- _Supplied records_
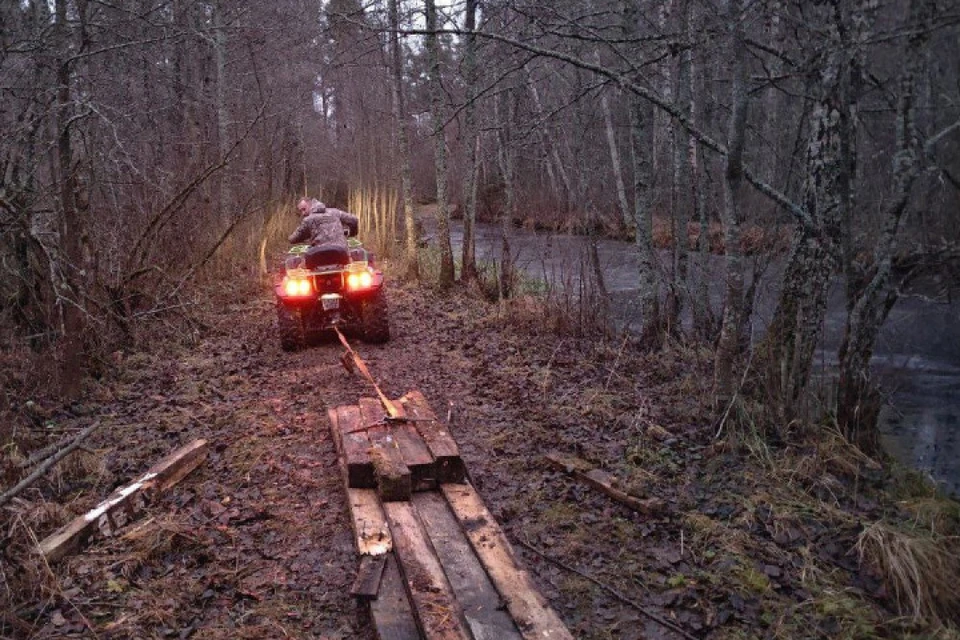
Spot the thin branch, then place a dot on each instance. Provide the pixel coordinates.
(801, 215)
(616, 594)
(47, 465)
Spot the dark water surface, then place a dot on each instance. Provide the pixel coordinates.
(917, 356)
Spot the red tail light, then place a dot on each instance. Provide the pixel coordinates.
(359, 280)
(297, 287)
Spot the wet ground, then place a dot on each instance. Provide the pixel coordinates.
(256, 543)
(917, 356)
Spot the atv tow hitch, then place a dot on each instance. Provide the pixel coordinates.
(393, 413)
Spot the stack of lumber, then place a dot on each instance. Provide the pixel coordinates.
(434, 563)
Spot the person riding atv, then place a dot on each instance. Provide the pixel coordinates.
(321, 225)
(329, 281)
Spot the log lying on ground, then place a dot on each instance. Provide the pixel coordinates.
(47, 464)
(370, 529)
(604, 482)
(534, 617)
(391, 611)
(160, 477)
(435, 606)
(366, 585)
(449, 465)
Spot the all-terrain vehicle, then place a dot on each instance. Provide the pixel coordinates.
(327, 286)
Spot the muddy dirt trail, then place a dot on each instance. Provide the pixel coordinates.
(256, 542)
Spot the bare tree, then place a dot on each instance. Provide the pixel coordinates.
(447, 274)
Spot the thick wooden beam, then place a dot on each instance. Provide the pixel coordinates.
(160, 477)
(603, 482)
(392, 474)
(416, 455)
(532, 614)
(392, 614)
(481, 604)
(436, 608)
(441, 444)
(356, 448)
(366, 586)
(371, 533)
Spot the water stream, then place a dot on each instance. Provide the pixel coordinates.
(917, 356)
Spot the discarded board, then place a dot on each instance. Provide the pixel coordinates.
(481, 604)
(160, 477)
(435, 565)
(371, 533)
(532, 614)
(391, 611)
(355, 443)
(435, 607)
(366, 586)
(443, 448)
(392, 475)
(604, 482)
(416, 456)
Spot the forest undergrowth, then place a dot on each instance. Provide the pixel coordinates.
(806, 538)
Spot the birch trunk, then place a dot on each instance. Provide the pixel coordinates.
(703, 319)
(554, 162)
(403, 144)
(447, 274)
(641, 123)
(66, 276)
(223, 116)
(858, 402)
(831, 164)
(624, 207)
(728, 349)
(503, 112)
(472, 137)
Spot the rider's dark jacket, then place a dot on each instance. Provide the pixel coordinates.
(324, 226)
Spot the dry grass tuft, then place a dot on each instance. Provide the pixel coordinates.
(921, 570)
(27, 576)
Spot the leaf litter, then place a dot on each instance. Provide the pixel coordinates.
(256, 542)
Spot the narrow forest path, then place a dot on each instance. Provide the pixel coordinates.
(256, 543)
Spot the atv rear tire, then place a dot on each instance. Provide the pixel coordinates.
(375, 324)
(290, 324)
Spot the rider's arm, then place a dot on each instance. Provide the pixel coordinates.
(351, 221)
(302, 233)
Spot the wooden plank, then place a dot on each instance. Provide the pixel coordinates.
(416, 455)
(392, 614)
(332, 414)
(603, 482)
(436, 608)
(392, 475)
(481, 604)
(449, 465)
(371, 533)
(366, 585)
(371, 412)
(160, 477)
(530, 611)
(356, 449)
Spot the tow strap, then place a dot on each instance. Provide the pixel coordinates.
(392, 411)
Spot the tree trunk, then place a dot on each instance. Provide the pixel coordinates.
(67, 276)
(223, 116)
(447, 274)
(728, 349)
(403, 145)
(858, 402)
(472, 136)
(624, 207)
(641, 123)
(503, 107)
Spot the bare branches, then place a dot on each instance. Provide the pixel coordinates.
(47, 464)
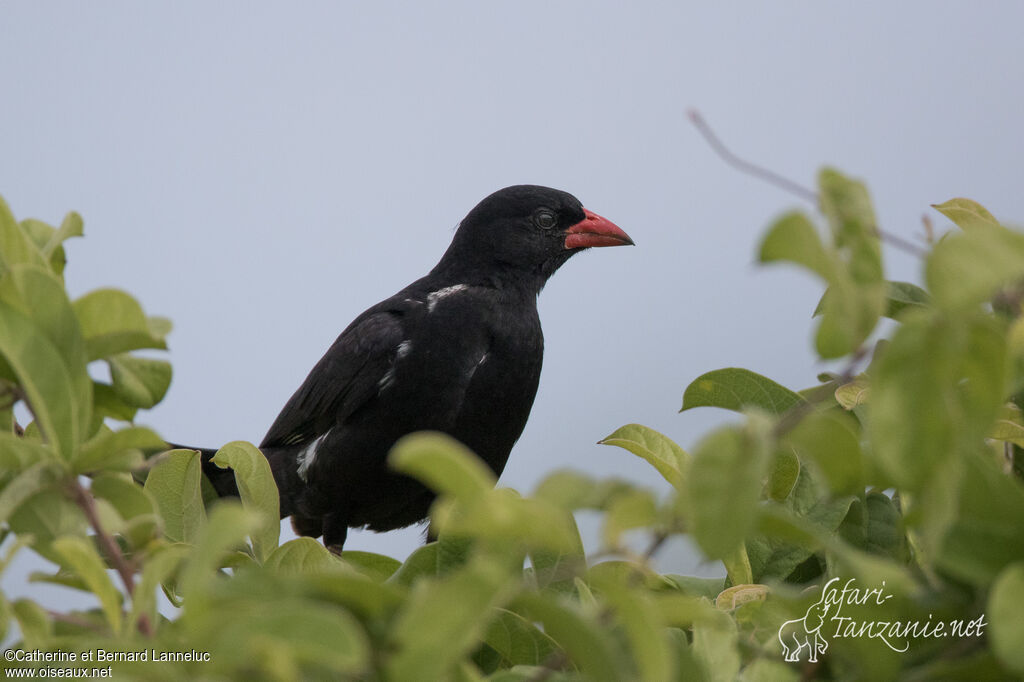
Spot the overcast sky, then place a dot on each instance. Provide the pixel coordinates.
(262, 172)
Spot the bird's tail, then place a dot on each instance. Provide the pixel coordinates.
(282, 466)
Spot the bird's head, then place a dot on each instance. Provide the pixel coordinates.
(527, 231)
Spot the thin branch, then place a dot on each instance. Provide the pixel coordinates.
(781, 181)
(125, 569)
(745, 166)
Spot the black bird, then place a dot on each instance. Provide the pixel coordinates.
(458, 351)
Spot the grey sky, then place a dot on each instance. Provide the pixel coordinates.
(261, 173)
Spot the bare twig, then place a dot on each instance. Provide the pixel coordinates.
(781, 181)
(747, 166)
(125, 569)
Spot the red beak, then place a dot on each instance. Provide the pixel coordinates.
(595, 230)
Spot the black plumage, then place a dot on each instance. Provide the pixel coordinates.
(458, 351)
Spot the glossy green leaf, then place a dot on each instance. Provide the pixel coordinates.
(15, 246)
(432, 635)
(258, 492)
(795, 239)
(659, 451)
(966, 268)
(723, 487)
(226, 529)
(25, 484)
(938, 384)
(33, 621)
(832, 440)
(375, 566)
(517, 641)
(46, 516)
(121, 451)
(1007, 619)
(81, 556)
(782, 475)
(114, 323)
(72, 225)
(158, 568)
(302, 555)
(139, 382)
(899, 297)
(443, 464)
(967, 214)
(588, 646)
(557, 570)
(44, 377)
(738, 389)
(174, 483)
(716, 646)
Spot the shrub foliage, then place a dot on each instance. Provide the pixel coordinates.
(900, 471)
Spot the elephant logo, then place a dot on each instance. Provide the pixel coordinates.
(805, 633)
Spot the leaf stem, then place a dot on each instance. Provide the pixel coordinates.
(118, 560)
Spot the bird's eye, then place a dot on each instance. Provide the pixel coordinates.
(545, 219)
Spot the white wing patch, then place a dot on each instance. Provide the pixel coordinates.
(435, 296)
(307, 455)
(388, 377)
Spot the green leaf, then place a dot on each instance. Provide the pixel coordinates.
(26, 484)
(81, 556)
(782, 475)
(139, 382)
(737, 389)
(899, 297)
(43, 375)
(433, 636)
(588, 645)
(1007, 619)
(375, 566)
(46, 516)
(716, 646)
(1010, 426)
(732, 598)
(557, 570)
(257, 489)
(903, 295)
(937, 385)
(967, 214)
(70, 226)
(723, 488)
(775, 555)
(229, 523)
(35, 624)
(174, 483)
(517, 641)
(659, 451)
(17, 453)
(966, 268)
(132, 504)
(832, 440)
(637, 510)
(15, 246)
(794, 239)
(302, 555)
(158, 567)
(120, 451)
(422, 562)
(847, 206)
(640, 621)
(114, 323)
(442, 464)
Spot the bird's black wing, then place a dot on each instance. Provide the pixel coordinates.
(347, 376)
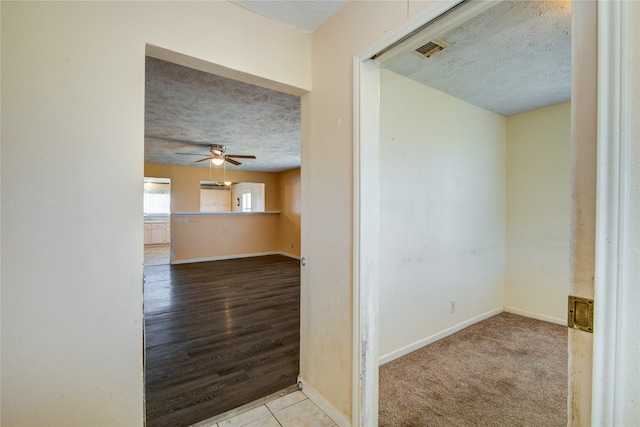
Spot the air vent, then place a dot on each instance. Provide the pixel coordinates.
(431, 48)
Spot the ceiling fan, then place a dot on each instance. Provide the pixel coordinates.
(218, 156)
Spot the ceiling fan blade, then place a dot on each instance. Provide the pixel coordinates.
(206, 158)
(177, 141)
(239, 156)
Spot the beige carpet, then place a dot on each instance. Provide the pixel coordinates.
(507, 370)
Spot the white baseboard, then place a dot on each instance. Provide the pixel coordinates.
(386, 358)
(323, 404)
(524, 313)
(219, 258)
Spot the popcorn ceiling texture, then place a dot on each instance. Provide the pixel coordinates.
(303, 15)
(186, 110)
(513, 58)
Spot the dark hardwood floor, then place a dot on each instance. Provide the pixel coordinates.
(218, 335)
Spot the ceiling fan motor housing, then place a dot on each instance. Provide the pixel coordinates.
(217, 149)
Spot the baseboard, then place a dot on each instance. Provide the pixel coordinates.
(219, 258)
(542, 317)
(323, 404)
(386, 358)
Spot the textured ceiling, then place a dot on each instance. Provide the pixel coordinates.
(513, 58)
(303, 15)
(187, 110)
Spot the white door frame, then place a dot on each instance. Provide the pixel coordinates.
(613, 364)
(613, 177)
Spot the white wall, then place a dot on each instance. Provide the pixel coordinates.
(72, 256)
(538, 207)
(442, 214)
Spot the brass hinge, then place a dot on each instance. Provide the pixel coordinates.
(580, 314)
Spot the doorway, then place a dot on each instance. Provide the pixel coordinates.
(227, 308)
(368, 201)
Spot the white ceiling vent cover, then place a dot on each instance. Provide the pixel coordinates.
(431, 48)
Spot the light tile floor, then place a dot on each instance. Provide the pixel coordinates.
(292, 410)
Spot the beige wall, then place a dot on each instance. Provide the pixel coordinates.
(289, 207)
(185, 184)
(538, 208)
(235, 236)
(327, 195)
(442, 214)
(73, 103)
(583, 200)
(205, 237)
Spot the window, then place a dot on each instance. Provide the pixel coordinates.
(246, 200)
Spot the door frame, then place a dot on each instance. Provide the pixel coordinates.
(613, 178)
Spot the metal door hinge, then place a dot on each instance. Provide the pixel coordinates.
(580, 314)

- _Exercise_
Everything from the line containing "Spot the textured" through the end of the entries above should be retyped exactly, and nothing else.

- _Exercise solution_
Spot the textured ceiling, then place a dot on each instance. Provide the pixel coordinates.
(513, 58)
(303, 15)
(187, 110)
Spot the white door frame, then place a dot on each instance. Provide the pixel coordinates.
(613, 364)
(613, 177)
Spot the white wall, then place a dot on each instance. Provide the pixel coordinates.
(72, 256)
(538, 207)
(442, 214)
Spot the brass hinge, then place a dot on each instance. Provide the pixel coordinates.
(580, 314)
Spot the doorway, then place a dot on each instance. Provide the pixel coordinates.
(227, 308)
(368, 201)
Spot the white ceiling vent cover, then place a dot on each instance. Provide the pixel coordinates.
(431, 48)
Spot the light tile floor, then place a dot on each instance. Provide the pixel coordinates.
(292, 410)
Spot the beige wall, then place a dot on each instance. Provide the pixel coordinates.
(289, 207)
(185, 184)
(538, 208)
(235, 236)
(327, 195)
(442, 214)
(73, 103)
(583, 200)
(205, 237)
Spot the window, then place a dot on each instance. Provide the pixel coordinates.
(246, 200)
Spot the door frame, then place a dot on each instance. Provide the pixel coordinates.
(613, 178)
Spot the metal door hinge, then place a dot on each instance. Provide the pixel coordinates.
(580, 314)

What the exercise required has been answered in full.